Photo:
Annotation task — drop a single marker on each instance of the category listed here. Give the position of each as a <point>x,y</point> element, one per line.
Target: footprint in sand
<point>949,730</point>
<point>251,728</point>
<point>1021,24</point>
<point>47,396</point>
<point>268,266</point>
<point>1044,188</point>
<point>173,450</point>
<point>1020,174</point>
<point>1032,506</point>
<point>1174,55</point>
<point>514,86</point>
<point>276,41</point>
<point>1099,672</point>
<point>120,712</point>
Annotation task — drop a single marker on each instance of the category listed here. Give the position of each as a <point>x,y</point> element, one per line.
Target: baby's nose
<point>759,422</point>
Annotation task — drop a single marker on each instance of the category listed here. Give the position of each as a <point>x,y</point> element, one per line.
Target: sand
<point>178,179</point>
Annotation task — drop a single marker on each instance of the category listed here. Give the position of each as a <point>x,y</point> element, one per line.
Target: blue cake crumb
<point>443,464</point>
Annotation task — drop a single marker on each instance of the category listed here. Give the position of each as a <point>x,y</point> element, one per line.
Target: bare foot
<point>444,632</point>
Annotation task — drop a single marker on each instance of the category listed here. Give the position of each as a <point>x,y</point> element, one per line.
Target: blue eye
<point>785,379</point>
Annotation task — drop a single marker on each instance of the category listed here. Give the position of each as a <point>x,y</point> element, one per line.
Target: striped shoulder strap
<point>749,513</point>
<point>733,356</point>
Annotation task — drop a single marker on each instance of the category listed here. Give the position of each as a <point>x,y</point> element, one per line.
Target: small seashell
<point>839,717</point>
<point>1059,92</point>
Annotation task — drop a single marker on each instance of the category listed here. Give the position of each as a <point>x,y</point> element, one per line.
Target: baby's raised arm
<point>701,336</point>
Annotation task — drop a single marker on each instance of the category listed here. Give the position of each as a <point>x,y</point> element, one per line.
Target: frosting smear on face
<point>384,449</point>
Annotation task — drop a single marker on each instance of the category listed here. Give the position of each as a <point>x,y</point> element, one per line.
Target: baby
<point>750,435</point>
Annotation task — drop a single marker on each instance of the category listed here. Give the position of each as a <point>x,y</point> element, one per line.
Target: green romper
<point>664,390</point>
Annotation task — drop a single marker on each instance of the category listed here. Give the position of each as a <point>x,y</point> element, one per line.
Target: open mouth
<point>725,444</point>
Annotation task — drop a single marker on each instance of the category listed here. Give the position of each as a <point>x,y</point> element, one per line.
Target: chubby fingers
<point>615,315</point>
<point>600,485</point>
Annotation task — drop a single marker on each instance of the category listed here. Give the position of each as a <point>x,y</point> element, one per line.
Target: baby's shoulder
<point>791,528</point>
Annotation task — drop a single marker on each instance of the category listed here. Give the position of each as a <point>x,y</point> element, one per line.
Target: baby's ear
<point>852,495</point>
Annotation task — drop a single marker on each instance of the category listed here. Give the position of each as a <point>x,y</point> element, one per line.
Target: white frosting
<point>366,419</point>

◇ ◇ ◇

* **Task brief**: For this exercise, write out all of the data exactly.

* **Answer to this task**:
Photo:
Annotation task — drop a single marker on each instance of the category listed here. Give the position of each as a <point>x,y</point> element, one per line.
Target: footprint in sand
<point>949,730</point>
<point>251,728</point>
<point>1021,24</point>
<point>47,396</point>
<point>268,266</point>
<point>1044,188</point>
<point>173,450</point>
<point>1020,174</point>
<point>1032,506</point>
<point>1174,55</point>
<point>514,86</point>
<point>276,41</point>
<point>1099,672</point>
<point>120,712</point>
Annotation task — drop a single marker on each instance of the category listed here. Give the position of each as a <point>x,y</point> element, one per line.
Target: baby's nose
<point>759,422</point>
Annotation task — drop a single marker on each instance of the category listed here. Give the position of each as a <point>x,y</point> element, one per line.
Target: sand
<point>178,179</point>
Annotation task — drop a single marker on each instance of the category listed here. Give the position of each as a <point>x,y</point> element, one per line.
Target: blue cake crumb
<point>443,464</point>
Annotation task — drop a single marker on each instance of the category listed here. Give the position of each as a <point>x,y</point> element, one per line.
Target: bare foot
<point>444,632</point>
Annotation task — drop a single marker on each instance of the category listed here. Give the position of each as a <point>x,y</point> element, one per line.
Target: blue eye
<point>785,379</point>
Annotation task — drop a single marker on each instance of the category listed here. Give the position of each as a <point>x,y</point> element, one per line.
Target: striped shoulder strap
<point>749,513</point>
<point>733,356</point>
Annotation task — drop a single marker on each instance of the category listed here. Give the position of each as a <point>x,y</point> element, one per line.
Target: small seashell
<point>839,717</point>
<point>1059,92</point>
Annotation task — drop a single marker on each instance of the category listed here. Give the position of each as a <point>x,y</point> element, one per line.
Target: baby's raised arm
<point>701,336</point>
Annotation task — drop a single marker on each instance of the category listed here. Give the position of each as a <point>x,y</point> element, one per line.
Target: frosting smear on face
<point>384,449</point>
Annotation task — drop a single marker on each instance of the category listed here. Give the position of each as a <point>x,y</point> element, one per line.
Target: baby
<point>750,435</point>
Annotation task — drop a single marker on each instance of the category listed here. Give the position of each as a <point>x,y</point> element, one per line.
Target: green romper
<point>664,390</point>
Annotation task — drop a single marker on each instance of the category listed here. Give the position of each as a <point>x,y</point> element, one per line.
Target: open mouth
<point>725,444</point>
Annotation task — drop a single marker on each instance of the category listed here. Give the position of each as a <point>x,y</point> element, one per line.
Target: chubby fingers
<point>615,315</point>
<point>600,485</point>
Annotation task — drop a single marker on each instance of the category listed here. Give the position of each as a <point>x,y</point> element, one per line.
Target: baby's shoulder
<point>791,528</point>
Annotation task — drop a single marker on each instance of the category listed here. Give the position of each as a <point>x,y</point> element, one per line.
Target: baby's ear
<point>852,495</point>
Annotation task — drop a single marker on each instance of the category listed here. Give the position of each as a <point>x,y</point> element, one per line.
Target: white frosting
<point>366,419</point>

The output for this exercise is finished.